Material supplied.
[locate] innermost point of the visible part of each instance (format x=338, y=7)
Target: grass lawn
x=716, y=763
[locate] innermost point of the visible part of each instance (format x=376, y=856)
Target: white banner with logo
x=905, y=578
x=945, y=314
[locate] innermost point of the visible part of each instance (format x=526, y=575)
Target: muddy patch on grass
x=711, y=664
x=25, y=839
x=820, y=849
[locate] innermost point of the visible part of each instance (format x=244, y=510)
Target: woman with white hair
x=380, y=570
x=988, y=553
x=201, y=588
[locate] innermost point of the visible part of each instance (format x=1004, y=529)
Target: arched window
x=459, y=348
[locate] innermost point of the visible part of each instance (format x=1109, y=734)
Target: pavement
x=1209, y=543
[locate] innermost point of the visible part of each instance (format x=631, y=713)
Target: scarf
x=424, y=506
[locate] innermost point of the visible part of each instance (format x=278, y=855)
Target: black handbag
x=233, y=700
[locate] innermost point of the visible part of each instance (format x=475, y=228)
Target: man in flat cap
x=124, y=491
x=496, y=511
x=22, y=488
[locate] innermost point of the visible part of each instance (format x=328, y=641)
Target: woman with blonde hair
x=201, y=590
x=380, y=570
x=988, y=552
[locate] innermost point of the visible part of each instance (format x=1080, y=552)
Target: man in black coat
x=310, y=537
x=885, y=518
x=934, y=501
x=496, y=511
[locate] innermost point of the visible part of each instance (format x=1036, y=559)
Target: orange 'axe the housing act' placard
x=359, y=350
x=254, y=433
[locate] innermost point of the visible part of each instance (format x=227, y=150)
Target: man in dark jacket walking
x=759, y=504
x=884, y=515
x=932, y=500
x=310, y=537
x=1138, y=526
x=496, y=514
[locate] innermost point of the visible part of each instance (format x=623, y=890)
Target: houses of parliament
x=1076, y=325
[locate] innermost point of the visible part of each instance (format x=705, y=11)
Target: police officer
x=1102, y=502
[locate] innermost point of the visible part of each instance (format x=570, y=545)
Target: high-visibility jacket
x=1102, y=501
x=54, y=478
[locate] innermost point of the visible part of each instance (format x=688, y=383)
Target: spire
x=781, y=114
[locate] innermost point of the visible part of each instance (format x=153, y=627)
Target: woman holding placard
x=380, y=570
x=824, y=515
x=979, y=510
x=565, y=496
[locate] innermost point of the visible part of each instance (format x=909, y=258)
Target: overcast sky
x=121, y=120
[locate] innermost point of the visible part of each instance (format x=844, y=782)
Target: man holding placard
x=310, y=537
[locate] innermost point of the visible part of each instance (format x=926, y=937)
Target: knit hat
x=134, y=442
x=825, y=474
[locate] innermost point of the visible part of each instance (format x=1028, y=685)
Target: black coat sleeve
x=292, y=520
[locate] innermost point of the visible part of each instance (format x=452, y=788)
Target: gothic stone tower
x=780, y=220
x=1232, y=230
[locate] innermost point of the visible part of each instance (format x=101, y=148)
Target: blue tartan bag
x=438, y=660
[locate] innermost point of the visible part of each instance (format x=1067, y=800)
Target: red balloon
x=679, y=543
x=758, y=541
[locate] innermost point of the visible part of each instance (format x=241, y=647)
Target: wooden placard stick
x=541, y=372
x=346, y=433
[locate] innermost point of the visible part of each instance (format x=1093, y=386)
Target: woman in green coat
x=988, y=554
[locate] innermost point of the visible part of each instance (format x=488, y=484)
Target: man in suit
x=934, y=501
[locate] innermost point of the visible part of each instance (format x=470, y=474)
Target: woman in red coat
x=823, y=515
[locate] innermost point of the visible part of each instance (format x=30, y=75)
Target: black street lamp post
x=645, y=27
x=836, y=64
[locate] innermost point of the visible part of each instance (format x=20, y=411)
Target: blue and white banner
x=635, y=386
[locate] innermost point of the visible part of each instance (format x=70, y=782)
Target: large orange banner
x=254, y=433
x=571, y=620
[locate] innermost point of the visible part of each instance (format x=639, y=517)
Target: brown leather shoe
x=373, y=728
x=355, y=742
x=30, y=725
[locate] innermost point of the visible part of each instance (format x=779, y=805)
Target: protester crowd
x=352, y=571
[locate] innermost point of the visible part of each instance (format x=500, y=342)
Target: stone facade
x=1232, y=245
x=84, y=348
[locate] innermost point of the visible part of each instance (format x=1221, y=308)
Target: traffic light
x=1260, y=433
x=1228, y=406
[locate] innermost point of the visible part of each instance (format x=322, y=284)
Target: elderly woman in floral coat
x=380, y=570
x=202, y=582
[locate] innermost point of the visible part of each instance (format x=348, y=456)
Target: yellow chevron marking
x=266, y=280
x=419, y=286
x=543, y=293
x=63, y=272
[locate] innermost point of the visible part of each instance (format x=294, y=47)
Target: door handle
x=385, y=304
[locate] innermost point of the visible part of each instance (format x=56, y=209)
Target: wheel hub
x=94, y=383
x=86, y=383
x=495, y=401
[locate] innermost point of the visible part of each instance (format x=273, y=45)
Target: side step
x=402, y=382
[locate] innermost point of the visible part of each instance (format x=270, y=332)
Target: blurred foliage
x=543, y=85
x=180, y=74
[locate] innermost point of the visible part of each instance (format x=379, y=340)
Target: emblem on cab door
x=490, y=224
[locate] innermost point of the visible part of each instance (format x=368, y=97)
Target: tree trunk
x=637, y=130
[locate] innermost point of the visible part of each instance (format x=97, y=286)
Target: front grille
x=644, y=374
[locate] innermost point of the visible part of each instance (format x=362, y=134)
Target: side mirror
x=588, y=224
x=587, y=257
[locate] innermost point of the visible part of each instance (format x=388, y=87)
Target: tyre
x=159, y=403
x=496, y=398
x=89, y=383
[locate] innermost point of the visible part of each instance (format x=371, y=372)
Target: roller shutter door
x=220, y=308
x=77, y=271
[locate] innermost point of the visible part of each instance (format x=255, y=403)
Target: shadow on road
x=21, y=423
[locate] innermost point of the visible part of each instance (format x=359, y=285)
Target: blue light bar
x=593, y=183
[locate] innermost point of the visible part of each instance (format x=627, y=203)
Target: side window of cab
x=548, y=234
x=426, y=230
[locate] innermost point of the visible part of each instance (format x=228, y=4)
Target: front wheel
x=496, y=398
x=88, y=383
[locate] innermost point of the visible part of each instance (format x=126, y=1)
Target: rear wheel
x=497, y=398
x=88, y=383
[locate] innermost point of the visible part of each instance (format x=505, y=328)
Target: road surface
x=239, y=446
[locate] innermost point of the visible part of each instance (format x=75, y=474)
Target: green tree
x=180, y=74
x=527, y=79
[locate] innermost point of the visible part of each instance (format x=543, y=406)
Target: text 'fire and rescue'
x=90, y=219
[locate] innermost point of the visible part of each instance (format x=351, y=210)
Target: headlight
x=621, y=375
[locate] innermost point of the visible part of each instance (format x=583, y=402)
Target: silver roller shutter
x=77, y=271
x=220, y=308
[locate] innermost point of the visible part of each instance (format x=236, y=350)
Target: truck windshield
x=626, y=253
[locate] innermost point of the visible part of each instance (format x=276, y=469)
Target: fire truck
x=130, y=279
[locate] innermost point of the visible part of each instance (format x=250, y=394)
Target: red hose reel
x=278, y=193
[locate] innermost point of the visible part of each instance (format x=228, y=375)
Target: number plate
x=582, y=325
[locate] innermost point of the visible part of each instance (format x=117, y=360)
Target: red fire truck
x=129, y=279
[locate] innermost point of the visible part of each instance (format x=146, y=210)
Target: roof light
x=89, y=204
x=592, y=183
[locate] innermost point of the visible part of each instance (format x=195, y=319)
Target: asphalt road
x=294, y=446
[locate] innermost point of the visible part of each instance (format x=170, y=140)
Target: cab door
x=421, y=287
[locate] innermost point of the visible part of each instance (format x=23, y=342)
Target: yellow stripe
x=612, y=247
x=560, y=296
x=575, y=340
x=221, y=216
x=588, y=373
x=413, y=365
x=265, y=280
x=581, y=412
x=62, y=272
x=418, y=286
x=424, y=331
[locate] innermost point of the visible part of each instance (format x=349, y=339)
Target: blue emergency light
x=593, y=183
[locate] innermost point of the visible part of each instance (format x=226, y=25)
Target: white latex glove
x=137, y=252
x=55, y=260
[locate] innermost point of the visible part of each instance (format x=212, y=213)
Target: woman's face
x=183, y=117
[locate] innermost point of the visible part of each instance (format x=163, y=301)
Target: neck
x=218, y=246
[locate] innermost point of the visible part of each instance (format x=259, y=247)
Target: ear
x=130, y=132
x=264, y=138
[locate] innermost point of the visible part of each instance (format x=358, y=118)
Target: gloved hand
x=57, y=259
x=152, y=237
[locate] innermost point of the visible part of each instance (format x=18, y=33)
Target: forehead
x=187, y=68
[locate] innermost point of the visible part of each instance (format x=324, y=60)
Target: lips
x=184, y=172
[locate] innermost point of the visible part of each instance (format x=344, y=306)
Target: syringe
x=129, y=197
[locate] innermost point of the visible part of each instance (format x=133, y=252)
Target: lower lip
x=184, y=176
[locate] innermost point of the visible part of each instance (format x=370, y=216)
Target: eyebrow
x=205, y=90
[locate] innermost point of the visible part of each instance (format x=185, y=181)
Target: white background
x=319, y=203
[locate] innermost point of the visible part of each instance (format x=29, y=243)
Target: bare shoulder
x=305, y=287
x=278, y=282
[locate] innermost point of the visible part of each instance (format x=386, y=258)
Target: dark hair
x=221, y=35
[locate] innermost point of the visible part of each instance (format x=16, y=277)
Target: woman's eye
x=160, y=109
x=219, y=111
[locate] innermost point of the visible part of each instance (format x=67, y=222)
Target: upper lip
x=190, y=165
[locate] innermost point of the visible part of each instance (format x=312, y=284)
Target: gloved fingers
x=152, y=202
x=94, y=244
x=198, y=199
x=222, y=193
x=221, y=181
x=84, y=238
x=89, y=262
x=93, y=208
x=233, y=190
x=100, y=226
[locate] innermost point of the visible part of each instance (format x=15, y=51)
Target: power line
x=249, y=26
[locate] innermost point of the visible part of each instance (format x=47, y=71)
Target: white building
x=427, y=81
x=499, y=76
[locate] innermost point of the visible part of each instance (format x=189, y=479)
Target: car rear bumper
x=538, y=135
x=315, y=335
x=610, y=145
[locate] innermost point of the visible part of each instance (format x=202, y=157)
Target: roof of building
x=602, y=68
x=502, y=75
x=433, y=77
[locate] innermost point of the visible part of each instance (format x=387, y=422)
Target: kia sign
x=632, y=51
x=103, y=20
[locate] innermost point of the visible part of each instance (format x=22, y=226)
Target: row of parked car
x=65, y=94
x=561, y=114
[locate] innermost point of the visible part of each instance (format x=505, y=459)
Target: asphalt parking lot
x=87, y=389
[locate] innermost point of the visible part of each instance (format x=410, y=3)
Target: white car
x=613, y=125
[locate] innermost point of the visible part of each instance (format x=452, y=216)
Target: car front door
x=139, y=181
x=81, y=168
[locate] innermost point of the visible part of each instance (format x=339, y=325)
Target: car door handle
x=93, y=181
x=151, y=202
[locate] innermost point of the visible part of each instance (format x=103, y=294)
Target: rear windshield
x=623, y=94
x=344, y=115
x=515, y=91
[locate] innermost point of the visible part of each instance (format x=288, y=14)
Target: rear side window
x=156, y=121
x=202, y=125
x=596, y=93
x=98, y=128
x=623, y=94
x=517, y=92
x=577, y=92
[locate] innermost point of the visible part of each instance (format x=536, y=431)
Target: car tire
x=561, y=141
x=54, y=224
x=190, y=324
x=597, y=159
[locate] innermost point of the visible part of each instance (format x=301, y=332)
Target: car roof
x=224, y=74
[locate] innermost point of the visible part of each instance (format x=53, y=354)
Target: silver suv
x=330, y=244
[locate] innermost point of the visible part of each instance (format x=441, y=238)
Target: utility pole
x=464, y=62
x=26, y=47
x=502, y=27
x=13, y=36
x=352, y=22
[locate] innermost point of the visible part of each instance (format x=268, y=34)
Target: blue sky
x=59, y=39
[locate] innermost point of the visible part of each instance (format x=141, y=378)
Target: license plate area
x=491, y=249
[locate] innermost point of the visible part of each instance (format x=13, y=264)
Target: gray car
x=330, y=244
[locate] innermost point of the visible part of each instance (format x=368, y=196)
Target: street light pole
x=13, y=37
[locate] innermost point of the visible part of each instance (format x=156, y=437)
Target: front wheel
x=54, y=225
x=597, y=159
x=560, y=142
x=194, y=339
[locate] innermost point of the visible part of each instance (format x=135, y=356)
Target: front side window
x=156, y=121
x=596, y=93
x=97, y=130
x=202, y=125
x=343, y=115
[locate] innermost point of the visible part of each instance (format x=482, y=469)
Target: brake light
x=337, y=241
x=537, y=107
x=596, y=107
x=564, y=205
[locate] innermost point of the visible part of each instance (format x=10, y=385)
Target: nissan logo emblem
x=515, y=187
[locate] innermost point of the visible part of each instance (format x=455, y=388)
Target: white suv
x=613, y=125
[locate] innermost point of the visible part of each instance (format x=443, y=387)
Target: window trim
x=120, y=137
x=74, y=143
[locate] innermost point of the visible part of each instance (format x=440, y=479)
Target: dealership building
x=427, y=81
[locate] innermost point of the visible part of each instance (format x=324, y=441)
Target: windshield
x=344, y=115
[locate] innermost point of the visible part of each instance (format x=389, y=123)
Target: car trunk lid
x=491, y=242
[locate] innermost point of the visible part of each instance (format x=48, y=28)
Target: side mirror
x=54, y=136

Try it. Restate the records above verbatim up to and including the line containing "(format x=1004, y=529)".

Solution.
[locate] innermost point of the visible part of each instance (format x=338, y=7)
Target: grass lawn
x=716, y=763
[locate] innermost point of the visible part of each instance (format x=376, y=856)
Target: white banner with logo
x=905, y=578
x=945, y=314
[locate] innermost point of the visible part of each instance (format x=526, y=575)
Target: muddy patch on grass
x=711, y=664
x=25, y=839
x=820, y=849
[locate] innermost point of the visible part of each instance (format x=244, y=510)
Target: woman with white hair
x=380, y=570
x=988, y=553
x=201, y=588
[locate] innermost point of the visible part of each instance (format x=1004, y=529)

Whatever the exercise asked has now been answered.